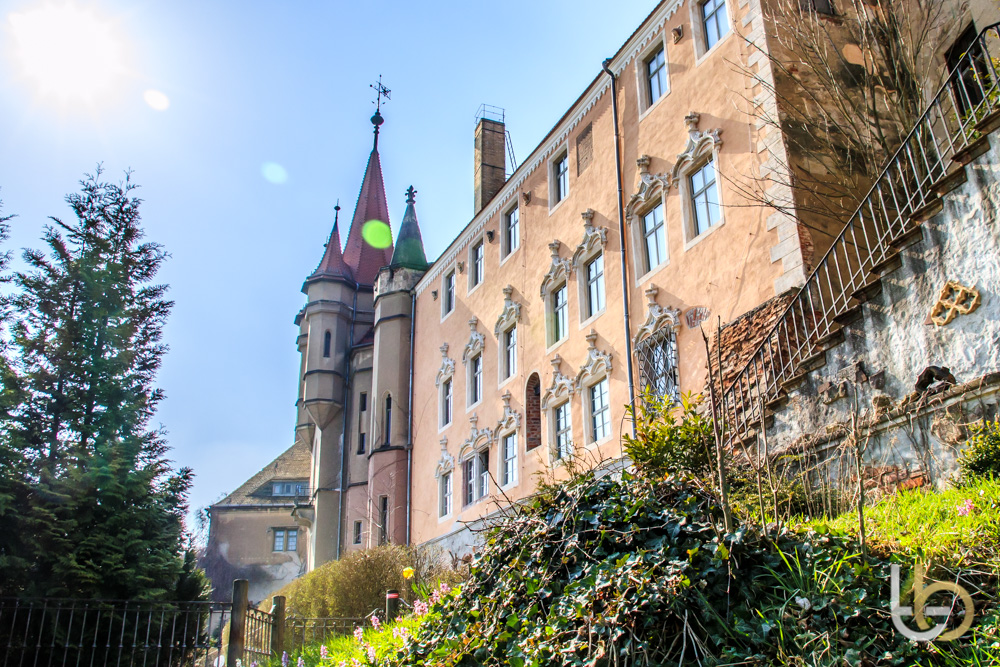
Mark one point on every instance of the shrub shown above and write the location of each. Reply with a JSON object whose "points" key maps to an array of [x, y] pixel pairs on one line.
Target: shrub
{"points": [[671, 438], [355, 585], [981, 456]]}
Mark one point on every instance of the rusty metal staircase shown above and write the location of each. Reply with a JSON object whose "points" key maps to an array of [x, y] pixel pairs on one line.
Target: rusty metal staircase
{"points": [[952, 131]]}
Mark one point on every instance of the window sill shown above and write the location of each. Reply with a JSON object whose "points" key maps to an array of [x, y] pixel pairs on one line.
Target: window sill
{"points": [[505, 258], [550, 349], [652, 106], [652, 272], [590, 320], [701, 237], [706, 54]]}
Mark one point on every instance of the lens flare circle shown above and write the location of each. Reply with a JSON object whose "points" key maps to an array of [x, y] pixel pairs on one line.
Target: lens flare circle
{"points": [[376, 234], [156, 100], [70, 53], [274, 173]]}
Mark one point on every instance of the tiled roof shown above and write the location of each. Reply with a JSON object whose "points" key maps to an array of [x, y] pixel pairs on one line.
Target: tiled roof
{"points": [[364, 259], [292, 464]]}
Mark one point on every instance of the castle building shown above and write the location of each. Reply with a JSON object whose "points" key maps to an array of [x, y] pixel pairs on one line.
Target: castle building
{"points": [[430, 393]]}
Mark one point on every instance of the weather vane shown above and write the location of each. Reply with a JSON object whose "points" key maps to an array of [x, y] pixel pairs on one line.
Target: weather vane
{"points": [[380, 92]]}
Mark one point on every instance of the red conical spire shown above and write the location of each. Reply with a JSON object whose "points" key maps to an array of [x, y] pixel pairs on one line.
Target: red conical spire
{"points": [[333, 265], [364, 259]]}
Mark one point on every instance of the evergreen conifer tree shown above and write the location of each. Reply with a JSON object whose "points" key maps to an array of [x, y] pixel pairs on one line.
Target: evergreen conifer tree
{"points": [[100, 512]]}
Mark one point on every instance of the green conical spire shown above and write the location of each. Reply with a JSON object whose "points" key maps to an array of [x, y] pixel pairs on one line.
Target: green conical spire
{"points": [[409, 250]]}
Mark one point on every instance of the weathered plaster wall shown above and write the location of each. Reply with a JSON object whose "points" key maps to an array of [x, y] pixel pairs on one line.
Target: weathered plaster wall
{"points": [[894, 341]]}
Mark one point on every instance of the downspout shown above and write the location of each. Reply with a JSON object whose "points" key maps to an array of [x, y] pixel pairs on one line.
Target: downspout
{"points": [[345, 419], [606, 66], [409, 419]]}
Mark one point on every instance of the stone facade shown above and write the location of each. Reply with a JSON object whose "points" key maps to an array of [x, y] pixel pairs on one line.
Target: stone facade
{"points": [[431, 394]]}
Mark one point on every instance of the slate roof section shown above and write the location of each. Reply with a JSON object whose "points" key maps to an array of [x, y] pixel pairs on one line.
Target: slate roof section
{"points": [[409, 252], [292, 464], [364, 259], [333, 266]]}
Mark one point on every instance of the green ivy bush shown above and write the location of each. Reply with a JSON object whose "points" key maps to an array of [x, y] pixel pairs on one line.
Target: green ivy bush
{"points": [[671, 438], [636, 571], [981, 456]]}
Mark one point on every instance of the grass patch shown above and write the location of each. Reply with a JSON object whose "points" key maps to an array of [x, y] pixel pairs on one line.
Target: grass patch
{"points": [[958, 526]]}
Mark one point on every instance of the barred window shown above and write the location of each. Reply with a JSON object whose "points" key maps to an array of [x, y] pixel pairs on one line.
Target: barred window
{"points": [[658, 365]]}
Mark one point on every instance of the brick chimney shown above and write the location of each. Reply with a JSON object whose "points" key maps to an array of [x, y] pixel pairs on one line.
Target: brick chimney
{"points": [[490, 169]]}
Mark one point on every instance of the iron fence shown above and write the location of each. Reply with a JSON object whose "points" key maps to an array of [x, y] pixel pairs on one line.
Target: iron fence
{"points": [[97, 632], [300, 632], [950, 133]]}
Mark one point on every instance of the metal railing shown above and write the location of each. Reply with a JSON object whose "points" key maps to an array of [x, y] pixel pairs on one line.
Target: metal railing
{"points": [[905, 193], [99, 632]]}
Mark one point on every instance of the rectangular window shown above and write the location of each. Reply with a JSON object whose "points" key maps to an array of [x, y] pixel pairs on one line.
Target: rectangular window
{"points": [[705, 198], [656, 76], [476, 379], [560, 175], [595, 285], [564, 432], [469, 480], [484, 472], [383, 520], [478, 255], [508, 475], [654, 238], [511, 237], [510, 352], [600, 411], [559, 316], [445, 508], [448, 298], [446, 403], [714, 20]]}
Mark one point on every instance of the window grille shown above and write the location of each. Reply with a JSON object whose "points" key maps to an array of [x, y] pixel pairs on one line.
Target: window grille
{"points": [[657, 356]]}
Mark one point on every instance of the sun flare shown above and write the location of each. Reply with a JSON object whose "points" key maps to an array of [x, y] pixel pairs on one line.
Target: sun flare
{"points": [[69, 52]]}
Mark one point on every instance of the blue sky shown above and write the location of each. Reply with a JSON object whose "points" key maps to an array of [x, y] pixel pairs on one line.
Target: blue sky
{"points": [[253, 82]]}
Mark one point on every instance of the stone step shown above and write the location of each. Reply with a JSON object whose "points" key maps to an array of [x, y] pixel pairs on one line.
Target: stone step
{"points": [[950, 182], [974, 149], [892, 262], [868, 292], [915, 235], [832, 339]]}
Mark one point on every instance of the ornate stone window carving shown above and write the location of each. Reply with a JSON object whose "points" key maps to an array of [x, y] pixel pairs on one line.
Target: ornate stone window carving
{"points": [[646, 219], [511, 313], [655, 345], [695, 174], [447, 370], [562, 387], [588, 261], [598, 364], [558, 271], [511, 420], [477, 342], [475, 461]]}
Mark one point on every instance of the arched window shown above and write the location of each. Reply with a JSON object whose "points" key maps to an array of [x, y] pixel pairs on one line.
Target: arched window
{"points": [[533, 412], [388, 420]]}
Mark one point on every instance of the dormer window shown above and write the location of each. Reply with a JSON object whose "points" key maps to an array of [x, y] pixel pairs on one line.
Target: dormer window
{"points": [[288, 489]]}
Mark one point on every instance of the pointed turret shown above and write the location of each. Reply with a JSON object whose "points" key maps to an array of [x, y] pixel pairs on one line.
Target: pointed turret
{"points": [[409, 250], [333, 266], [364, 258]]}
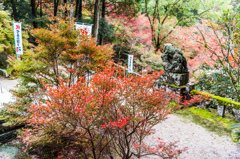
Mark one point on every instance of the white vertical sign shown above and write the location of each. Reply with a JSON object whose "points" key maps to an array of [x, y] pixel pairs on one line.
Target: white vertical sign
{"points": [[17, 30], [130, 63], [84, 29]]}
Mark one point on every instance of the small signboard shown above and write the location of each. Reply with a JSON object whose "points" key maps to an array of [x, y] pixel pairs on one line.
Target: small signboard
{"points": [[130, 63], [85, 29], [221, 110], [17, 30]]}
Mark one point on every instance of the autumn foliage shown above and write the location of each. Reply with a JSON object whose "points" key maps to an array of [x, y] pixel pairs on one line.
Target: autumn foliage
{"points": [[102, 118]]}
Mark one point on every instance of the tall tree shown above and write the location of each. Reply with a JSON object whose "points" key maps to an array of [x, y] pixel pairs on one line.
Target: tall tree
{"points": [[103, 18], [78, 10], [96, 18], [34, 13], [14, 10], [65, 12], [55, 7]]}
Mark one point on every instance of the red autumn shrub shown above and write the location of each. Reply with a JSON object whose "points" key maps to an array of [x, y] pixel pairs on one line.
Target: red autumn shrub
{"points": [[101, 118]]}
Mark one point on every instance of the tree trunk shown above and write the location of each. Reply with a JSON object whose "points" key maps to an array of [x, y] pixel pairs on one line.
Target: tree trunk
{"points": [[80, 10], [76, 9], [103, 18], [14, 10], [55, 7], [96, 18], [34, 13], [65, 12], [41, 14]]}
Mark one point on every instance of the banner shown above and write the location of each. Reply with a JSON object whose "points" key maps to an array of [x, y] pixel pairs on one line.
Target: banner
{"points": [[17, 30], [85, 29], [130, 63]]}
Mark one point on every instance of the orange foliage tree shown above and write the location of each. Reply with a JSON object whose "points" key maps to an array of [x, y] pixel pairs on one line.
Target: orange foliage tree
{"points": [[102, 118], [61, 54]]}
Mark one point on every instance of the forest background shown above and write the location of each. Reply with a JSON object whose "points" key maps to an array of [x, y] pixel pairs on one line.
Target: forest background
{"points": [[206, 31]]}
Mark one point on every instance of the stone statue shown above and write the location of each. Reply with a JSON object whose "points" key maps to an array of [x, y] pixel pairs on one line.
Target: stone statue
{"points": [[173, 60]]}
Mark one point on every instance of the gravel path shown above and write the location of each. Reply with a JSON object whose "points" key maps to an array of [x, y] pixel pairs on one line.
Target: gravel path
{"points": [[201, 143]]}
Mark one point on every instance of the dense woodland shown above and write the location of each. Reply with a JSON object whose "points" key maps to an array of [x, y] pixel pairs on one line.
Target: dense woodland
{"points": [[69, 116]]}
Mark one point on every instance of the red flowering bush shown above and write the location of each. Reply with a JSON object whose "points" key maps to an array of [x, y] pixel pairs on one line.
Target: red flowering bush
{"points": [[101, 118]]}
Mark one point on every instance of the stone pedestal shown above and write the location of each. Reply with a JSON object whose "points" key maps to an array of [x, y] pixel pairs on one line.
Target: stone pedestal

EXERCISE BRIEF: Set down, word for word, every line from the line that holds "Mark one point on every instance of the gravel" to the end of the entries above, including both ends.

FINAL ANSWER:
Mark one point on every instance of the gravel path shown above and write the location of each. Reply with a JSON object whose "points" key maps to an array of [x, y] pixel pairs on one line.
Target: gravel path
{"points": [[201, 143]]}
Mark one point on every instance of the dense woodland shown above and write the location of each. Reply with a JSON object whose "points" key maps to an array of [x, y] pixel pairs on one line.
Target: dense woodland
{"points": [[69, 116]]}
Mark one point on every instance of the red flowering bush shown above and write the location of each. Reply with a JSON object whose "points" key maps to an array of [x, y] pixel pairs on one line.
Target: red flowering bush
{"points": [[101, 118]]}
Mark one point on every instance of the stone pedestal shown above and write the location of each. Reply with a JSON object whose "points" key maps to an array of [x, y] pixel pairs on one line.
Target: stone pedestal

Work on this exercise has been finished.